Instruction: Render every line of the listing below as a Markdown table with two columns, Row and Text. Number the rows in order and leave out any blank lines.

Dataset extract:
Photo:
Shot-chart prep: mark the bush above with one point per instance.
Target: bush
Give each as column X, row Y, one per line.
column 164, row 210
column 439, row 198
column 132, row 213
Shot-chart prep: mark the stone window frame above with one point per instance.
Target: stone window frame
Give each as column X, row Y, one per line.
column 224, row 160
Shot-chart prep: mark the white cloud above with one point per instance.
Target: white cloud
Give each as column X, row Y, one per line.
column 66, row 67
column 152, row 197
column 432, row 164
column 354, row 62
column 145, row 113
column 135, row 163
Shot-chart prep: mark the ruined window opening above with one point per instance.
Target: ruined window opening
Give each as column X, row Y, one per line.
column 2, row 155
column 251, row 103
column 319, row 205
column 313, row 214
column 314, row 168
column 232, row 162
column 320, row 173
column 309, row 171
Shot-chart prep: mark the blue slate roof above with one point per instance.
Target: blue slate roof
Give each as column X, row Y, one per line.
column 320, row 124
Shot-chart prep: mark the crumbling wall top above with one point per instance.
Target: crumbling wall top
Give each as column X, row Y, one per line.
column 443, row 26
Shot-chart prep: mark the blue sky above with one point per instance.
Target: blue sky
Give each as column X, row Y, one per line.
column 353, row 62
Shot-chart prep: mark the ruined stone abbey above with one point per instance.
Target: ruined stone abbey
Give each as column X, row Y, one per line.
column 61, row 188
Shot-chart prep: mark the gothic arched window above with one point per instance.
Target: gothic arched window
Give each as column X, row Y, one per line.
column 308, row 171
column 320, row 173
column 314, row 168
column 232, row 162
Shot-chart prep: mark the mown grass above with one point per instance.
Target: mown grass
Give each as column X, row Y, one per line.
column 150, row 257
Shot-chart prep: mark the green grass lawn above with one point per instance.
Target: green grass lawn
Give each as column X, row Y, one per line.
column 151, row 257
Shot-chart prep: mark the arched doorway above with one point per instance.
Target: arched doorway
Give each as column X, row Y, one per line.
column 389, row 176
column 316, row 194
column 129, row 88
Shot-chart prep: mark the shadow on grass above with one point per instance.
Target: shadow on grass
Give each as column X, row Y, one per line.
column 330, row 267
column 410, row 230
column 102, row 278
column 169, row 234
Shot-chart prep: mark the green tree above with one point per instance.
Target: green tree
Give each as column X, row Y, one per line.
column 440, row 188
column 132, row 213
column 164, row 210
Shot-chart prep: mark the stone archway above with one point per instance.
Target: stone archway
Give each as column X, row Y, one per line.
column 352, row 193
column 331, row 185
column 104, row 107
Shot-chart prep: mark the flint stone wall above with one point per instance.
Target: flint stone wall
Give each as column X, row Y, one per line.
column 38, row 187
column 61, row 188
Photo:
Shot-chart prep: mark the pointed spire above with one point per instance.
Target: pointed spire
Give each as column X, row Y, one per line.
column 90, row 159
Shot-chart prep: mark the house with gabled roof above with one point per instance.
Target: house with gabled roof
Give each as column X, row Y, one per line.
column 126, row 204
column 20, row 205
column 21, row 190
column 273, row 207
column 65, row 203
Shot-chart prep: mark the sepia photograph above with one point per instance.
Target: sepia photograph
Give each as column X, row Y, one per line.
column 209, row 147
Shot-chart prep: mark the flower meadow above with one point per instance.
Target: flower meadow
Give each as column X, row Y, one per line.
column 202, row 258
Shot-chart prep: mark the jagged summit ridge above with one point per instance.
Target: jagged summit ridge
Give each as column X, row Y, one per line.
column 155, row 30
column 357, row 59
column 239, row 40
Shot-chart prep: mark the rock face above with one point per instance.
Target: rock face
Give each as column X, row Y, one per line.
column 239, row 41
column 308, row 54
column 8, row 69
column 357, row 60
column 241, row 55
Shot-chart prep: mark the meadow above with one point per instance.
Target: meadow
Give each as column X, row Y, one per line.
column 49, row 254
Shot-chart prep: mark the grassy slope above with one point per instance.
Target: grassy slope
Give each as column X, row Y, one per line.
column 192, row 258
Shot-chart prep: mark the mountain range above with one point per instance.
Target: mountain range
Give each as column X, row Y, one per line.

Solution for this exercise:
| Row | Text |
|---|---|
| 1 | Photo: |
| 2 | Shot-chart prep: mark the bush above with one point per instance. |
| 3 | Target: bush |
| 4 | Give each as column X, row Y, one per line. |
| 5 | column 164, row 210 |
| 6 | column 439, row 198 |
| 7 | column 132, row 213 |
| 8 | Shot-chart prep: mark the stone window frame above with one point per instance. |
| 9 | Target: stone window frame |
| 10 | Give each as column X, row Y, one per line. |
| 11 | column 224, row 160 |
| 12 | Shot-chart prep: mark the white cloud above with one point per instance. |
| 13 | Target: white cloud |
| 14 | Give each as column X, row Y, one per line. |
| 15 | column 66, row 67 |
| 16 | column 152, row 197 |
| 17 | column 432, row 164 |
| 18 | column 354, row 62 |
| 19 | column 145, row 113 |
| 20 | column 135, row 163 |
| 21 | Shot-chart prep: mark the ruined window opening above with one point per instance. |
| 22 | Target: ruined window opening |
| 23 | Give each as column X, row Y, one per line. |
| 24 | column 2, row 155 |
| 25 | column 251, row 103 |
| 26 | column 319, row 205 |
| 27 | column 313, row 214 |
| 28 | column 314, row 168 |
| 29 | column 232, row 162 |
| 30 | column 320, row 173 |
| 31 | column 309, row 171 |
| 32 | Shot-chart prep: mark the blue slate roof above with one point per instance. |
| 33 | Target: blue slate roof |
| 34 | Give each as column X, row Y, one per line. |
| 35 | column 320, row 124 |
| 36 | Shot-chart prep: mark the crumbling wall top above with one point per instance. |
| 37 | Target: crumbling wall top |
| 38 | Give each as column X, row Y, one per line. |
| 39 | column 443, row 26 |
| 40 | Shot-chart prep: mark the blue sky above with one point per instance. |
| 41 | Target: blue sky |
| 42 | Give each as column X, row Y, one per line. |
| 43 | column 353, row 62 |
| 44 | Shot-chart prep: mark the ruined stone abbey above with one point per instance. |
| 45 | Target: ruined stone abbey |
| 46 | Give each as column X, row Y, one per line. |
| 47 | column 61, row 188 |
| 48 | Shot-chart prep: mark the gothic arched window above with one point per instance. |
| 49 | Target: gothic arched window |
| 50 | Give each as column X, row Y, one per line. |
| 51 | column 308, row 171 |
| 52 | column 320, row 173 |
| 53 | column 314, row 168 |
| 54 | column 232, row 162 |
| 55 | Shot-chart prep: mark the mown grass above with one point per instance. |
| 56 | Target: mown grass |
| 57 | Give each as column X, row Y, one per line. |
| 58 | column 150, row 257 |
| 59 | Shot-chart prep: mark the green grass lawn above with one point per instance. |
| 60 | Target: green grass lawn |
| 61 | Give each as column X, row Y, one per line. |
| 62 | column 151, row 257 |
| 63 | Shot-chart prep: mark the arched doorway above with one point per instance. |
| 64 | Target: arched doorway |
| 65 | Give each as column X, row Y, one per line. |
| 66 | column 389, row 176 |
| 67 | column 316, row 194 |
| 68 | column 129, row 88 |
| 69 | Shot-chart prep: mark the shadow on grass above with one point per instance. |
| 70 | Target: shadow on grass |
| 71 | Give each as column X, row Y, one per line. |
| 72 | column 330, row 267 |
| 73 | column 410, row 230 |
| 74 | column 102, row 278 |
| 75 | column 169, row 234 |
| 76 | Shot-chart prep: mark the green tree above with one point per instance. |
| 77 | Target: green tree |
| 78 | Give each as column X, row Y, one per line. |
| 79 | column 440, row 188 |
| 80 | column 132, row 213 |
| 81 | column 164, row 210 |
| 82 | Shot-chart prep: mark the stone archway above with one point per instance. |
| 83 | Target: stone archway |
| 84 | Give each as column X, row Y, one per line. |
| 85 | column 352, row 193 |
| 86 | column 331, row 185 |
| 87 | column 104, row 107 |
| 88 | Shot-chart prep: mark the flint stone wall above with one point per instance. |
| 89 | Target: flint stone wall |
| 90 | Give each as column X, row Y, one per line. |
| 91 | column 38, row 187 |
| 92 | column 61, row 188 |
| 93 | Photo: |
| 94 | Shot-chart prep: mark the pointed spire above with one point per instance. |
| 95 | Target: pointed spire |
| 96 | Give each as column X, row Y, one per line. |
| 97 | column 90, row 159 |
| 98 | Shot-chart prep: mark the house with gabled roof above with one point per instance. |
| 99 | Target: house with gabled roof |
| 100 | Give each as column X, row Y, one per line. |
| 101 | column 126, row 204 |
| 102 | column 20, row 205 |
| 103 | column 21, row 190 |
| 104 | column 273, row 207 |
| 105 | column 65, row 203 |
| 106 | Shot-chart prep: mark the sepia photograph above with one point per instance. |
| 107 | Target: sepia photograph |
| 108 | Give each as column X, row Y, one per line. |
| 109 | column 209, row 147 |
| 110 | Shot-chart prep: mark the flower meadow above with one point per instance. |
| 111 | Target: flower meadow |
| 112 | Give each as column X, row Y, one per line. |
| 113 | column 202, row 258 |
| 114 | Shot-chart prep: mark the jagged summit ridge above with one point per instance. |
| 115 | Target: jagged summit ridge |
| 116 | Give each as column X, row Y, one per line. |
| 117 | column 155, row 30 |
| 118 | column 357, row 59 |
| 119 | column 239, row 40 |
| 120 | Shot-chart prep: mark the rock face above with one point per instance. |
| 121 | Target: rock face |
| 122 | Give each as column X, row Y, one per line. |
| 123 | column 239, row 41 |
| 124 | column 308, row 54 |
| 125 | column 8, row 69 |
| 126 | column 357, row 60 |
| 127 | column 241, row 55 |
| 128 | Shot-chart prep: mark the meadow above with one point per instance. |
| 129 | Target: meadow |
| 130 | Give each as column X, row Y, one per line. |
| 131 | column 49, row 254 |
| 132 | Shot-chart prep: mark the grassy slope above with one point per instance. |
| 133 | Target: grassy slope |
| 134 | Give each as column X, row Y, one per line. |
| 135 | column 192, row 258 |
| 136 | Shot-chart prep: mark the mountain range above with one point per instance. |
| 137 | Target: mountain range |
| 138 | Give each as column X, row Y, one per line. |